▸ Source document
When we moved to the Mississippi Gulf Coast after Hurricane Katrina, I was intrigued by an artistic phenomenon there. A chainsaw artist named Marlin Miller had carved a number of beautiful wooden statues of native creatures—dolphins, birds, fish—out of stumps; trees that had been cut down because they were so damaged by the hurricane. These statues dotted the coastline of the Mississippi sound. I saw them as beacons of how hard change and transformation can be and also a reminder that beauty and new life can come out of the hardest and worst things. These old, seemingly-dead stumps were transformed by the artist’s skill and loving attention into signs of hope and even joy.
I have certainly known this reality in my own life, over and over again, and I wonder if you have, too? Have you experienced times in your life when change was inflicted upon you or even when you gave yourself willingly over to transformation and what felt like an ending became a source of new life, beauty, and hope, what seemed like a stump became a source of new life?

▸ To do
- A) In the text about the Gulf Coast stump carvings, why had the trees used for the statues been cut down? Answer in one to three sentences.
- B) From the text about the Gulf Coast stump carvings, repeat the stretch from "I have certainly" through "of new life?".

▸ Dataset extract
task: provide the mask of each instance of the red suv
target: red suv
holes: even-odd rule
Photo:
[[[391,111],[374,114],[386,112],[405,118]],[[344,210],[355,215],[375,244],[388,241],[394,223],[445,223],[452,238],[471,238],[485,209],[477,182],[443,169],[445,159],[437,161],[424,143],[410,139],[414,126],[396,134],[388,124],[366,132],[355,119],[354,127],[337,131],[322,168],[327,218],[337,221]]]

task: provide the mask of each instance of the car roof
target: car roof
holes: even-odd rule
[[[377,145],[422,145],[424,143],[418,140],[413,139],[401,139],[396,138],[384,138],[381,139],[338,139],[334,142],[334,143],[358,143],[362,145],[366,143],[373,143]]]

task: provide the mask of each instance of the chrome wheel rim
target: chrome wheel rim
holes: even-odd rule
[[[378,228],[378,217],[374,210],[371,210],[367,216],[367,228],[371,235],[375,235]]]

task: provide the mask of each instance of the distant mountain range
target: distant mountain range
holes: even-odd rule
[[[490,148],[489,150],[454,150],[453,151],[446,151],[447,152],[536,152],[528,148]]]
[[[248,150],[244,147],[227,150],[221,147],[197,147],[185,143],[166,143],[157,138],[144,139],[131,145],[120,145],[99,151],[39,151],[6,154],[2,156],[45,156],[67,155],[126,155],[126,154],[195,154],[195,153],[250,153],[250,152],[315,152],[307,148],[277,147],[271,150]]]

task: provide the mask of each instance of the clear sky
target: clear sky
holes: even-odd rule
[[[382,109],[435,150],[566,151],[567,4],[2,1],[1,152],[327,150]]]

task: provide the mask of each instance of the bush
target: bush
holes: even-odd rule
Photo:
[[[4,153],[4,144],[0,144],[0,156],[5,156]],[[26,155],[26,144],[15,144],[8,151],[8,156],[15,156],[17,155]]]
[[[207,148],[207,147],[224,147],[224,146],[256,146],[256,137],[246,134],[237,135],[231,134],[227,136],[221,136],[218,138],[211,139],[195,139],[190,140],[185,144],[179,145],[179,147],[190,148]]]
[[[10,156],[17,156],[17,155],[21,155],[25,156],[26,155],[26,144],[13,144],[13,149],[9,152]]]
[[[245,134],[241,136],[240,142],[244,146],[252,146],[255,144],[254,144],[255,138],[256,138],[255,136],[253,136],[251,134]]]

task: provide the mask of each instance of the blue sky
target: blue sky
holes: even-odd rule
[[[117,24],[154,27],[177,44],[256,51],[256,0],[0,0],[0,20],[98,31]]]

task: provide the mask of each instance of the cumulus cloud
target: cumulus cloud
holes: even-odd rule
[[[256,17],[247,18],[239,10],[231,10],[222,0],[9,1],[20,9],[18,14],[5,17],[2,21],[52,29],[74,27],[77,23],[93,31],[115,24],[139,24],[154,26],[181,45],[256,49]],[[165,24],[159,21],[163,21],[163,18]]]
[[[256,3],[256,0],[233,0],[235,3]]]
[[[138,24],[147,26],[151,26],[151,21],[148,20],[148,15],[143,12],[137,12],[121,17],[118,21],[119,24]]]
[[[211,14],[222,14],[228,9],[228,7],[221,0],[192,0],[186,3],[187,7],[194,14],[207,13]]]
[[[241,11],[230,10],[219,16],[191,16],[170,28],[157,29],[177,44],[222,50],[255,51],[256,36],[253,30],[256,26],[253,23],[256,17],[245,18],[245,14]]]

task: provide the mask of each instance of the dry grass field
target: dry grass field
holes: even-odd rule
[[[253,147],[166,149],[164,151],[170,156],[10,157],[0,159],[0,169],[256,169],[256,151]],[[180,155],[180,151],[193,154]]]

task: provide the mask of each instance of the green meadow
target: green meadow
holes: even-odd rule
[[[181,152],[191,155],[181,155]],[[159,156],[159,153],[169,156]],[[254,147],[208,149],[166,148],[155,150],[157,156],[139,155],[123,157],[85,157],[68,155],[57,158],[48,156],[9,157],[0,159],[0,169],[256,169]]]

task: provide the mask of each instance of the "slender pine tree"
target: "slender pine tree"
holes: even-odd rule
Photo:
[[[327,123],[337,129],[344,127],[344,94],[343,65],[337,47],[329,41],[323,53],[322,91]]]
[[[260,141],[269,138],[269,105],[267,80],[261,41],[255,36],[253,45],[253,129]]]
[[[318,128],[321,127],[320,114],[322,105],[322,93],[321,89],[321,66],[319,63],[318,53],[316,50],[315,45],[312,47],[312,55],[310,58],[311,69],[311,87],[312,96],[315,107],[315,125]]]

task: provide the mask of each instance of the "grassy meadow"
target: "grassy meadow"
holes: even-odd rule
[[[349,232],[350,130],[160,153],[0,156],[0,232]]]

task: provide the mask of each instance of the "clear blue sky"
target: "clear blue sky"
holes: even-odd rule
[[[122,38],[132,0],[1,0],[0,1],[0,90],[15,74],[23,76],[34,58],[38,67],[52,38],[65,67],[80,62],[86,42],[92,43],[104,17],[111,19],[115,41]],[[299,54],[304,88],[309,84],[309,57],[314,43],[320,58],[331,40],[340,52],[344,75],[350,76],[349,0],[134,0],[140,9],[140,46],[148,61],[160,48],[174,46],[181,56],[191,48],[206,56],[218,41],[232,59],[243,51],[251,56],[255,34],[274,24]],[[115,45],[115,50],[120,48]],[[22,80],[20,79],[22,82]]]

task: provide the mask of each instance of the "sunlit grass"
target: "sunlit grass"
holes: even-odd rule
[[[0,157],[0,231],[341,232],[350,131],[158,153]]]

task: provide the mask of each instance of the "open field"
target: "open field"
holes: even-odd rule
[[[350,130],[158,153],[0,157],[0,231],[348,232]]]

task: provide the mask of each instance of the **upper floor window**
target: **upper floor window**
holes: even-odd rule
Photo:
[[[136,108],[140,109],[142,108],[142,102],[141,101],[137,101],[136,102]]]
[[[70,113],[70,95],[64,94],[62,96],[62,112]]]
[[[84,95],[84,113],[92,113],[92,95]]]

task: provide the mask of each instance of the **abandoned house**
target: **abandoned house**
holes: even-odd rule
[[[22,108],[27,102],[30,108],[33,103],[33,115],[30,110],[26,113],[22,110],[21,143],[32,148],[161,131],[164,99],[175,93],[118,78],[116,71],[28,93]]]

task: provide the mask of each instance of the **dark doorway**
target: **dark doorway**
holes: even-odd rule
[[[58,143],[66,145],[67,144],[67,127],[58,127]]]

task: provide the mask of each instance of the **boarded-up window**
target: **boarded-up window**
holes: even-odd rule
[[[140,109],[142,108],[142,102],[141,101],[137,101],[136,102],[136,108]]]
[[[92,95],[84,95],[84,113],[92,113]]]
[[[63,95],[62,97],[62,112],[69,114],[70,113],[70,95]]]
--
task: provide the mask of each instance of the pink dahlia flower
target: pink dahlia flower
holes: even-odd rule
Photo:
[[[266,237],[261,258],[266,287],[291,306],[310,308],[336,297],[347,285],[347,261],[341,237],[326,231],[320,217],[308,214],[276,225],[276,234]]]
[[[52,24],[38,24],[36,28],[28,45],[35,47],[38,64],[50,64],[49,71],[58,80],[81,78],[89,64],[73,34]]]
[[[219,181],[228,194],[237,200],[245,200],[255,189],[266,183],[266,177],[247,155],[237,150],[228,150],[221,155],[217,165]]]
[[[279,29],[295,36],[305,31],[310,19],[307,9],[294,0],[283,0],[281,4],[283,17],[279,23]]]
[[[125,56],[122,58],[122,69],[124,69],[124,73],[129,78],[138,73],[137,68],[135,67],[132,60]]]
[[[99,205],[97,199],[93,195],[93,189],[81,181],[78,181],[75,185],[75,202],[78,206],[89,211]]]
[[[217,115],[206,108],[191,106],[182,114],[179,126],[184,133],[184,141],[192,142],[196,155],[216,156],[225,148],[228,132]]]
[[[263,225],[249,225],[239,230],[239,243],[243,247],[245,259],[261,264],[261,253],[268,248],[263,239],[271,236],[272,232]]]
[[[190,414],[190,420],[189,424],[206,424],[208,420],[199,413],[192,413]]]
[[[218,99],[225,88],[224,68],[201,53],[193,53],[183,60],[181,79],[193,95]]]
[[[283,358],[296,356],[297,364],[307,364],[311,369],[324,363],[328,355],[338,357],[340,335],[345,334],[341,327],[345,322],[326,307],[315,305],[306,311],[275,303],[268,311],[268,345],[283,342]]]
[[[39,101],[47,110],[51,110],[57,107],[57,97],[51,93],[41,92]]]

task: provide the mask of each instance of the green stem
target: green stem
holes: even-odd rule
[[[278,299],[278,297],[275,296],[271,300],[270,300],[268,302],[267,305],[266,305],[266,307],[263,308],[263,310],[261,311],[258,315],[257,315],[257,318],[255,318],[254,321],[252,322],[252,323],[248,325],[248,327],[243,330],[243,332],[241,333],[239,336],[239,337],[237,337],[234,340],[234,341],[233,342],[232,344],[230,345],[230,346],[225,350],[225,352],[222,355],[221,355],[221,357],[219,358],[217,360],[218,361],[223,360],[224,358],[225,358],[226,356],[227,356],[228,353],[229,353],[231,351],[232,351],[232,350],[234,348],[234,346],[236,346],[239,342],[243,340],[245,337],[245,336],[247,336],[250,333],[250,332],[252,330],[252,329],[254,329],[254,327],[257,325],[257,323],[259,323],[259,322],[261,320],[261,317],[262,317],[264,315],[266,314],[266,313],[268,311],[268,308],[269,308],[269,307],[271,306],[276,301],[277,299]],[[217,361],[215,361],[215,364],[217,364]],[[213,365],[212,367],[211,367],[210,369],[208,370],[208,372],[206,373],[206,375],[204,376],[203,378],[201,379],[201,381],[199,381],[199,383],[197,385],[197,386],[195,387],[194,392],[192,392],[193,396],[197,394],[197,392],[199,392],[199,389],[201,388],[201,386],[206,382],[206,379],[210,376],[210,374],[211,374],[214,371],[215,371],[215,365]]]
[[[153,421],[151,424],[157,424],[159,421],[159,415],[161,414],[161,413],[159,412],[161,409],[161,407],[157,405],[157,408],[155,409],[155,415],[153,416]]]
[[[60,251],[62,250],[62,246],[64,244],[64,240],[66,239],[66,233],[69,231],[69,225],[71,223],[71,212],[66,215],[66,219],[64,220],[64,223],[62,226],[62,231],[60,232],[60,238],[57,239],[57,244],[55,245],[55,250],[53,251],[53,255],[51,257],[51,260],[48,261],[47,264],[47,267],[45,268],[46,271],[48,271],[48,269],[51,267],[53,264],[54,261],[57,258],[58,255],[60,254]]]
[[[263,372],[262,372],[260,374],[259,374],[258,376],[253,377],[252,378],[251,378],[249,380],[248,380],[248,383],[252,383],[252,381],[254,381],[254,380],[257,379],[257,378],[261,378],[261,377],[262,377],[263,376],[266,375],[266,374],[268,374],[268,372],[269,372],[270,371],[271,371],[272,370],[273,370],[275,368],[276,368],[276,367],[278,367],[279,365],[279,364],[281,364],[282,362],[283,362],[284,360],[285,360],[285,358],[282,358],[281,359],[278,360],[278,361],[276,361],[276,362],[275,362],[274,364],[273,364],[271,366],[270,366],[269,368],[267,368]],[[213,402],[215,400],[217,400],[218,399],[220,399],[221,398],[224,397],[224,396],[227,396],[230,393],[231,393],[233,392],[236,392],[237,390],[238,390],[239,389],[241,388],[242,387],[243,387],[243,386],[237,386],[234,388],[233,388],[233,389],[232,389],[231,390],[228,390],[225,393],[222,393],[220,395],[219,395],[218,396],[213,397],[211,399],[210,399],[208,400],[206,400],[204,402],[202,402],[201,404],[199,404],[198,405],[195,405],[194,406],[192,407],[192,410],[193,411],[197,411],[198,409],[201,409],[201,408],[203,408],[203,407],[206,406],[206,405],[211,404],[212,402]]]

▸ Answers below
- A) The trees had been cut down because the hurricane had damaged them so badly. Their stumps were what the artist later carved into the statues.

- B)
I have certainly known this reality in my own life, over and over again, and I wonder if you have, too? Have you experienced times in your life when change was inflicted upon you or even when you gave yourself willingly over to transformation and what felt like an ending became a source of new life, beauty, and hope, what seemed like a stump became a source of new life?